| Given data |
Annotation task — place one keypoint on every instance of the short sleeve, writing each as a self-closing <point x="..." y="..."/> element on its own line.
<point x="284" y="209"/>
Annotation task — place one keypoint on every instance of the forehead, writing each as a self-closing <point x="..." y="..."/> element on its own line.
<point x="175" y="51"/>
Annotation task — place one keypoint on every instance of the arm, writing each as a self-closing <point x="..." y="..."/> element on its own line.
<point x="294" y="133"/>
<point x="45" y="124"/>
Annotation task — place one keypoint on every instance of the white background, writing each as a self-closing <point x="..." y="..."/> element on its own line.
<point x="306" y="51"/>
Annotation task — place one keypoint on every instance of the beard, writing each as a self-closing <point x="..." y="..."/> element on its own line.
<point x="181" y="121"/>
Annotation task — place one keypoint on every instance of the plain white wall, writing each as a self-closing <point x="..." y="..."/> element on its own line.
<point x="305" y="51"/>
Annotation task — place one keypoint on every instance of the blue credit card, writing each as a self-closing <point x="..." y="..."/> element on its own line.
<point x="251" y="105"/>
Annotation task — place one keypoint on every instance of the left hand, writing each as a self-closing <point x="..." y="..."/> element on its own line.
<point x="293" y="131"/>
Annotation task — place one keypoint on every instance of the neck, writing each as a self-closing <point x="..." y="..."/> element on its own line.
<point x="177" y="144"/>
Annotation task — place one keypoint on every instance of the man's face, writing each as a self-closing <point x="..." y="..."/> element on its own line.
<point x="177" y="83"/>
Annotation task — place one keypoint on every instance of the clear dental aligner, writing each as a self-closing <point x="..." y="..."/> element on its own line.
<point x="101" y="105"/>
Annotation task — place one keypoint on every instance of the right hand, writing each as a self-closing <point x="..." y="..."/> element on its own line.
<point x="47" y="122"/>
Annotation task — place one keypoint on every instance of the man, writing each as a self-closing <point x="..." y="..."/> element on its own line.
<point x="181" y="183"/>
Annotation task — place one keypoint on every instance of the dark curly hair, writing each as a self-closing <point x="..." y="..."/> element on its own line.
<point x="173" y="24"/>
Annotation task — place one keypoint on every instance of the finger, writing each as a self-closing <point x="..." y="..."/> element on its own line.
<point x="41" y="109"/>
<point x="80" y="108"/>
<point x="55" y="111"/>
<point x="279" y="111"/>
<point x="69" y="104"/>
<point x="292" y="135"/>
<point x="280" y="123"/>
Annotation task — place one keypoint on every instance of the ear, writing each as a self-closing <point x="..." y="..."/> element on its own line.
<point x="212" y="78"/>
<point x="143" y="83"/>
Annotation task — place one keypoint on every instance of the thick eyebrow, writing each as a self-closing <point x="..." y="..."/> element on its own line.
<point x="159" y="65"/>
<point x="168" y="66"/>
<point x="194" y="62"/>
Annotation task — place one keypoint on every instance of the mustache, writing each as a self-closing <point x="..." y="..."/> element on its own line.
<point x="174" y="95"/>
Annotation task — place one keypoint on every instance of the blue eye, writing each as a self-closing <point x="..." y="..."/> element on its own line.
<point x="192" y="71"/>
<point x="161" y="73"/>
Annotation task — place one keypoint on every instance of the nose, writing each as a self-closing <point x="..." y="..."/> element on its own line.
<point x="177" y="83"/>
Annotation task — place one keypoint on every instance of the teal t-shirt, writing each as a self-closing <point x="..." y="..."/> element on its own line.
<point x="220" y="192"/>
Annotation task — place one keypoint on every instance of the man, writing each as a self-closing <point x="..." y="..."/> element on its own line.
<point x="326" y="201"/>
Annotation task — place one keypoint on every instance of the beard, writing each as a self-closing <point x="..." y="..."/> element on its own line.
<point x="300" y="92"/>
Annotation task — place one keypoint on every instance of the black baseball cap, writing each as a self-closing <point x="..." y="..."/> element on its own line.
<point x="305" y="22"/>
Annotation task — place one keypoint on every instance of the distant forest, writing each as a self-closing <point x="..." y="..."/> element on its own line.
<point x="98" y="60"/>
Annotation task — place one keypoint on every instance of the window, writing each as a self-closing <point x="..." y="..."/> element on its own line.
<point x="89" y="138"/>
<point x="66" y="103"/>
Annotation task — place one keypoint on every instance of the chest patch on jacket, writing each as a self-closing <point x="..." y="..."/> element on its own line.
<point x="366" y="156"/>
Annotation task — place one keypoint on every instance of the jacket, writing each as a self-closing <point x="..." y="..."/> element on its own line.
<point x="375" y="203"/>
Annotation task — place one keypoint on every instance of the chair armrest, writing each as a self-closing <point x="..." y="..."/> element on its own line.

| Task instructions |
All of the records above should be transcribed exactly.

| Solution to this task |
Annotation task — place one keypoint on every instance of the short sleeve, writing each as a self-closing <point x="..." y="..."/> element on its own line.
<point x="284" y="209"/>
Annotation task — place one keypoint on every instance of the forehead, writing each as a self-closing <point x="..." y="..."/> element on its own line.
<point x="175" y="51"/>
Annotation task — place one keypoint on every instance of the arm, writing each as a self-closing <point x="..." y="..."/> element on its own line.
<point x="294" y="133"/>
<point x="45" y="124"/>
Annotation task — place one keypoint on every instance of the white background, writing each as a self-closing <point x="..." y="..."/> element on its own line.
<point x="306" y="51"/>
Annotation task — place one keypoint on every instance of the beard, writing each as a self-closing <point x="..." y="..."/> element on its own line.
<point x="181" y="121"/>
Annotation task — place one keypoint on every instance of the plain white wall, writing each as a self-closing <point x="..." y="..."/> element on its own line.
<point x="305" y="51"/>
Annotation task — place one keypoint on every instance of the blue credit card, writing each as a self-closing <point x="..." y="..."/> element on its own line.
<point x="251" y="105"/>
Annotation task — place one keypoint on every instance of the left hand, writing each as a self-closing <point x="..." y="..."/> element on its own line.
<point x="293" y="131"/>
Annotation task — place one keypoint on every instance of the neck, writing each as a self-closing <point x="..." y="..."/> element on its own line.
<point x="177" y="144"/>
Annotation task — place one keypoint on every instance of the man's face, writing each as a self-closing <point x="..." y="..."/> element on its own line.
<point x="177" y="83"/>
Annotation task — place one keypoint on every instance of the clear dental aligner, writing each as a self-closing <point x="..." y="..."/> element on its own line.
<point x="101" y="105"/>
Annotation task — place one keypoint on every instance of the right hand, writing each as a self-closing <point x="..." y="..."/> element on its own line.
<point x="47" y="122"/>
Annotation task — place one keypoint on every instance of the man, writing each as a self-closing <point x="..." y="..."/> element on its own line.
<point x="181" y="183"/>
Annotation task — place one keypoint on every instance of the dark curly hair, writing each as a self-closing <point x="..." y="..."/> element on its own line.
<point x="173" y="24"/>
Annotation task — place one keypoint on every instance of the finger, writing each as a self-closing <point x="..." y="..."/> element on its own line.
<point x="41" y="109"/>
<point x="80" y="108"/>
<point x="55" y="111"/>
<point x="279" y="111"/>
<point x="69" y="104"/>
<point x="292" y="135"/>
<point x="280" y="123"/>
Annotation task — place one keypoint on every instance of the ear, writing each as a self-closing <point x="..." y="..."/> element on its own line.
<point x="212" y="78"/>
<point x="143" y="83"/>
Annotation task — place one keypoint on every instance of the thick eyebrow, writing each as a self-closing <point x="..." y="..."/> element on its own line.
<point x="159" y="65"/>
<point x="168" y="66"/>
<point x="194" y="62"/>
Annotation task — place one keypoint on every instance of the mustache, writing each as a self-closing <point x="..." y="..."/> element on its own line.
<point x="174" y="95"/>
Annotation task — place one keypoint on every instance of the blue eye, writing each as a self-closing <point x="..." y="..."/> element on its own line.
<point x="192" y="71"/>
<point x="161" y="73"/>
Annotation task — place one keypoint on every instance of the nose, writing each as a self-closing <point x="..." y="..."/> element on its own line.
<point x="177" y="83"/>
Annotation task — place one keypoint on every instance of the teal t-shirt, writing each as a self-closing <point x="..." y="..."/> element on its own line.
<point x="220" y="192"/>
Annotation task — place one keypoint on every instance of the man, writing each as a self-closing <point x="..." y="..."/> element on its own line.
<point x="326" y="201"/>
Annotation task — place one keypoint on every instance of the beard, writing each as a self-closing <point x="..." y="..."/> element on its own line.
<point x="300" y="92"/>
Annotation task — place one keypoint on every instance of the black baseball cap, writing each as a self-closing <point x="..." y="..."/> element on its own line.
<point x="305" y="22"/>
Annotation task — place one keypoint on every instance of the distant forest, writing each as a self-closing <point x="..." y="..."/> element on its own line.
<point x="98" y="60"/>
Annotation task — place one keypoint on every instance of the window, writing each as a self-closing <point x="..." y="..."/> element on its own line.
<point x="89" y="138"/>
<point x="66" y="103"/>
Annotation task — place one keypoint on every instance of the chest patch on jacket, writing each as a self-closing <point x="..." y="..."/> element on its own line.
<point x="366" y="156"/>
Annotation task — place one keypoint on every instance of the jacket, writing each as a self-closing <point x="..." y="..."/> element on its own line.
<point x="375" y="203"/>
Annotation task — place one keypoint on every instance of the chair armrest, writing each as a self-closing <point x="..." y="..."/> element on its own line.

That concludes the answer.